ACTIVITIES ->
- A) Please answer these questions from the guest blog, marking your answers (i), (ii) and (iii):
(i) Which novel won the Whitbread Book of the Year Award?
(ii) In which town was the Magistrates court?
(iii) How many times was the writer summoned to that court?
- B) Output, word for word, the part of the guest blog that opens with the words containing "Today's guest blog" and closes with "is out now.".

EXTRACTED TEXT ->
Today's guest blog is by Joan Brady who was the first woman to win the Whitbread Book of
the Year Award (now Costa) with Theory of
War. It also won the
prestigious French Prize called the Prix
du Meilleur Livre Étranger. She
lives in Oxford but was born in California and danced with the New York City
Ballet in her twenties and also the San Francisco Ballet. Her novel Death
Comes for Peter Pan was short-listed for the Orange Prize. Her latest novel The Blue Death is out now.
I’ve been afraid all my life. Death, things that go thump in the night,
performances on stages: that’s only the beginning. You name it, I’m scared of it. People like me learn to control their faces
and keep the shameful secret hidden. So
when the Chief Enforcement Officer of the Devon’s South Hams District Council
started in on the police caution – ‘You do not have to say anything, but it may
harm your defence…’ – he was annoyed at how calm I seemed.
My crime doesn’t matter.
I had a brilliant lawyer; he forced a very determined Council to drop
the charges, but they sure as hell taught me some lessons before they did. Fifteen times those bastards summoned me to
Magistrates court in Totnes. The first
time I showed up – suit, high heels, a neat and tidy lady – I remember looking
at my ill-clad fellow felons and thinking, ‘Well, they’re all guilty, look at them, slouching against the walls and
glowering.’ Then I presented myself to
the court.
And then I
understood.
You want to know why villains don’t repent? Courts are about humiliation, that’s
why. Forget pretty sentiments: you’re
guilty until proven innocent, and it takes less than five minutes to realize
that. If you have any spirit, you end up
full of hate. By the time I got home
from that very first appearance, all I wanted to do was kill people.

RECORDS ->
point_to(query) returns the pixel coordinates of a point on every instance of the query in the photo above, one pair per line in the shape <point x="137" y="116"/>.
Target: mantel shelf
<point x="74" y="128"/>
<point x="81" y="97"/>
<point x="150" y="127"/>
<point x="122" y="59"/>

EXERCISE SOLUTIONS ->
- A)
(i) Theory of War
(ii) Totnes
(iii) Fifteen times

- B)
Today's guest blog is by Joan Brady who was the first woman to win the Whitbread Book of
the Year Award (now Costa) with Theory of
War. It also won the
prestigious French Prize called the Prix
du Meilleur Livre Étranger. She
lives in Oxford but was born in California and danced with the New York City
Ballet in her twenties and also the San Francisco Ballet. Her novel Death
Comes for Peter Pan was short-listed for the Orange Prize. Her latest novel The Blue Death is out now.